**Предложенный текст:**

★ ★ ★ ★ ★ ★ ★

Мадам Жоффрен сохранила в памяти почти фотографический образ Польши, сделанный летом 1766 года, и впоследствии считала его безупречным и не нуждавшимся ни в каких поправках. В 1770 году она отказывалась расспрашивать приезжавших в Париж поляков, «из опасения узнать о новых несчастьях». Более того, она сообщила королю: «Я не могу слышать даже имени Польши без содрогания»[672]. Ее ужас соответствовал общей географической сдержанности их корреспонденции, резко отличавшейся от переписки между Вольтером и Екатериной, наслаждавшихся географическими названиями с карты Восточной Европы, «которых никто до этого не слышал». Станислав Август иногда вводил такие названия в свои письма, но мадам Жоффрен не проявляла к ним ни малейшего интереса; такое безразличие вполне подходило тому, кто путешествовал через континент с закрытыми глазами, волшебным образом материализуясь уже в Варшаве. В 1768 году король упомянул, что название Барской конфедерации происходило от города Бар «в Подолии, по соседству с турками и татарами»; именно такие сведения больше всего интересовали Вольтера. Король писал мадам Жоффрен, что французский агент в Крыму подбивал турок объявить России войну[673]. Он сообщил ей, что крестьяне на Украине восстали и совершают массовые убийства, — но такие известия были случайными и чуждыми общему духу их эпистолярного общения.

 

Я не могу сказать вам, выразить вам, до какой степени сердце мое проникнуто вами, вашей дружбой, и до какой степени иногда, например сейчас, когда я пишу вам, я бы хотел побеседовать с вами. Мне кажется иногда, что я вижу вас, оставляя титулы и страсти за дверями, мы садимся поболтать непринужденно, называя все вещи своими именами и смеясь над всеми теми важными несчастьями, которые нам приходится уважать[674].

 

Представляя мадам Жоффрен, король почти видел галлюцинации; галлюцинации были у нее и когда она представляла себе Польшу. При этом конфедераты в Подолии, крестьяне на Украине и агенты в Крыму оставались лишь призраками за плечами у короля, о которых он забывал, пока писал письмо, а она не замечала, поскольку побывала в Варшаве, и этого с нее достаточно. В 1772 году Станислав Август объяснил ей, что Ченстохова, последний оплот конфедератов, был «маленькая крепость у границы с Силезией, известная из-за чудотворного образа Богоматери»[675].

★ ★ ★ ★ ★ ★ ★

**Содержание набора данных:**
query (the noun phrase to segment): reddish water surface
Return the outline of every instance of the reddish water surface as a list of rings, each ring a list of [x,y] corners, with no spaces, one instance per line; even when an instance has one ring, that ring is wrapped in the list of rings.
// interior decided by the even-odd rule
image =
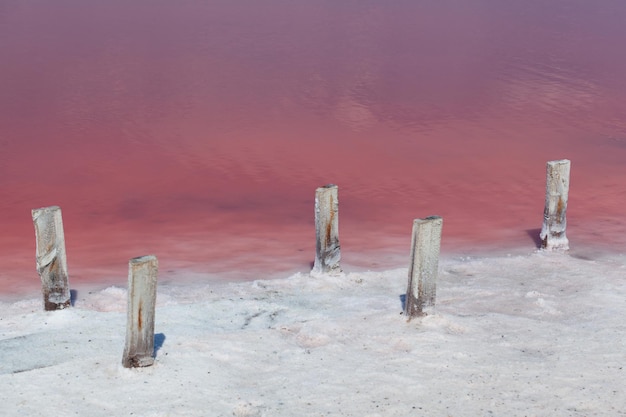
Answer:
[[[70,280],[307,271],[340,187],[343,259],[532,250],[572,160],[571,246],[626,248],[626,2],[0,2],[0,292],[36,285],[30,210]],[[30,287],[29,287],[30,288]]]

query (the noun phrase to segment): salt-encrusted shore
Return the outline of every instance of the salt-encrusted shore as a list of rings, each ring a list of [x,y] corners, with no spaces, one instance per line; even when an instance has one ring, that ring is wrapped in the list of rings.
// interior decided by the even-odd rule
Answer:
[[[6,416],[622,415],[626,256],[444,258],[407,322],[407,269],[159,287],[155,365],[121,365],[126,290],[0,303]]]

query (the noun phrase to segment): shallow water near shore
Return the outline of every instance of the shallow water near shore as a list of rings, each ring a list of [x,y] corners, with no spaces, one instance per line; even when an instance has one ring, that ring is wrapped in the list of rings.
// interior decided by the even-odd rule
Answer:
[[[30,210],[63,209],[71,281],[288,276],[340,187],[343,259],[531,252],[572,161],[573,253],[626,247],[626,4],[7,1],[0,292],[36,288]],[[578,251],[578,252],[575,252]]]

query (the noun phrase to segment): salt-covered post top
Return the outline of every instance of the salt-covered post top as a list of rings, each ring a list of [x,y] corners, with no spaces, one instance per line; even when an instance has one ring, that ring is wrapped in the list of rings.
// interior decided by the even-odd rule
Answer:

★ ★ ★ ★ ★ ★ ★

**Задания к работе:**
1: Соответствуют ли тексту о мадам Жоффрен и Польше утверждения (а), (б) и (в)? Ответьте «да» или «нет» на каждое и приведите дословно решающие слова текста. (а) Мадам Жоффрен видела Польшу летом 1766 года. (б) Мадам Жоффрен охотно расспрашивала поляков, приезжавших в Париж. (в) Король описал Ченстохову как крепость, известную благодаря чудотворному образу Богоматери.
2: Продолжите текст о мадам Жоффрен и Польше, начав сразу после его последнего предложения.

**Ответы к упражнению:**
1:
(а) Да: «Мадам Жоффрен сохранила в памяти почти фотографический образ Польши, сделанный летом 1766 года».
(б) Нет: «В 1770 году она отказывалась расспрашивать приезжавших в Париж поляков».
(в) Да: «маленькая крепость у границы с Силезией, известная из-за чудотворного образа Богоматери».

2:
Приближаясь к своему семидесятилетию, мадам Жоффрен объявила Станиславу Августу: «Я ежедневно собираюсь в Польшу»; иными словами, она готовится умереть. Польша, таким образом, была метафорой для ожидавшего ее последнего путешествия. Тем не менее в 1770 году, когда Станислав Август попросил ее переслать ему в Польшу, за 500 лиг, немного парижского веселья, она ответила отказом, ибо пребывала в мрачном настроении. «Я видела в Варшаве зародыш всех ваших несчастий», — зловеще утверждала она[676]. В 1773 году, после первого раздела, она судила Польшу очень строго и еще сильнее настаивала на том, что предвидела все заранее:

 

Я признаюсь Вашему Величеству, что несправедливости, заблуждения и недостойность поляков причиняли мне боль, но вовсе не удивили меня. Я видела в течение тех месяцев, что я провела в Варшаве, зародыш всего того, что теперь появилось на поверхности. Мне кажется, что я позволила Вашему Величеству увидеть это краем глаза, но я не хотела показать это слишком ясно, ибо я не видела лекарства и не желала отнять поддерживавшую Вас надежду[677].

 

Взор наблюдающих извне оказывался всепроникающим, по крайней мере — в ретроспективе. Польша была вне зоны действия философических советов из Парижа: «У меня нет ни советов, ни мнений, ни утешений для Вашего Величества». Ей самой было нечего сказать о Польше, и она лишь подтвердила: «когда кто-нибудь говорит о ней, мне хочется спрятать голову в мешок». Станиславу Августу она предложила отречься, прибавив: «Я бы отправилась в Рим». Она в последний раз притворилась коронованной особой, но лишь затем, чтобы показать, как надо презирать корону и отказываться от нее. Ему она предлагала стать кардиналом и жить на покое. «Прошу прощения за эту чушь, — писала она, — но Ваше государство выводит меня из себя»[678]. Как раз в это время Дидро находился в Санкт-Петербурге, представляя Екатерине свои соображения в письменном виде и на всякий случай неловко извиняясь за то, что говорит чушь.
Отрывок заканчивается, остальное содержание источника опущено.